Copy each of the lines below that contains the string "window", and leave out all others. The match is case-sensitive.

-- Begin Task data --

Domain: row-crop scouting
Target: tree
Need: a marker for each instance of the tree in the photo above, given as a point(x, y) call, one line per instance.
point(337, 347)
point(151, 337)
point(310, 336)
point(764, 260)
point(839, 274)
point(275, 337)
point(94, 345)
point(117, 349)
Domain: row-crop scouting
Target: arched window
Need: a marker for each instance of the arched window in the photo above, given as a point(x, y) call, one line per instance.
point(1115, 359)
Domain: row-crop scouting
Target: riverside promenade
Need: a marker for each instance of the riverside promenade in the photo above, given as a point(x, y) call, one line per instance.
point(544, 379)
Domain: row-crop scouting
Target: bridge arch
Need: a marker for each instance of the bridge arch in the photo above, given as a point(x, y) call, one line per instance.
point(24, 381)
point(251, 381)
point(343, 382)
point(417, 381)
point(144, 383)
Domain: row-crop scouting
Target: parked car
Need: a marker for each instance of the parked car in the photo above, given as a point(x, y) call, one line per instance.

-- End Task data --
-- Begin Task data --

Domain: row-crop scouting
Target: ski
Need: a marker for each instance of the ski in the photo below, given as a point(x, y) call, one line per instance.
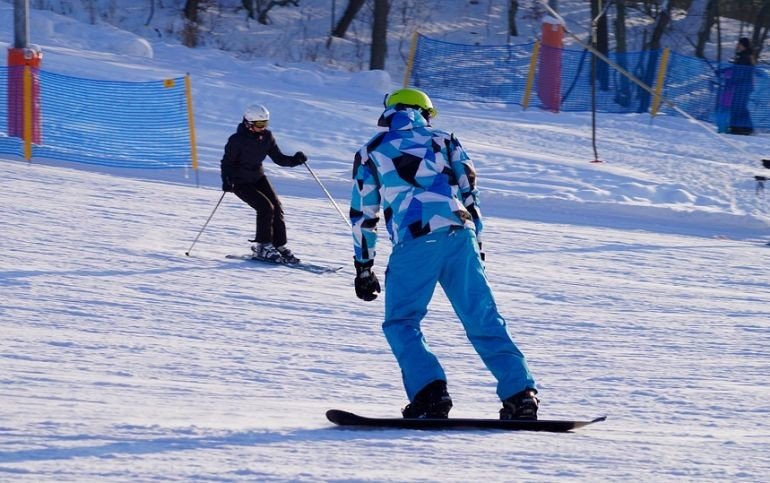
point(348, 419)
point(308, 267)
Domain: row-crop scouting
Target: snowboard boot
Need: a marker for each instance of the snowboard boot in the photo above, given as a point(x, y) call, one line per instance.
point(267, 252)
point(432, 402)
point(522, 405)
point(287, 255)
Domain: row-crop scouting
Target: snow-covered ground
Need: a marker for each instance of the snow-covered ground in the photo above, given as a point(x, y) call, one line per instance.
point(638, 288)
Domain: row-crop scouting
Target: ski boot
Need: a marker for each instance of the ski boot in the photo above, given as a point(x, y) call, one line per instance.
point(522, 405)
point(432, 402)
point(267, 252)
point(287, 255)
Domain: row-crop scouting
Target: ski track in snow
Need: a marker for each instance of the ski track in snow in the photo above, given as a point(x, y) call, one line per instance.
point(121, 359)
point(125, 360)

-- End Task data --

Written reply:
Target: arched window
Need: a marker for each instance of the arched window in the photo above, given as a point(x, y) call, one line per instance.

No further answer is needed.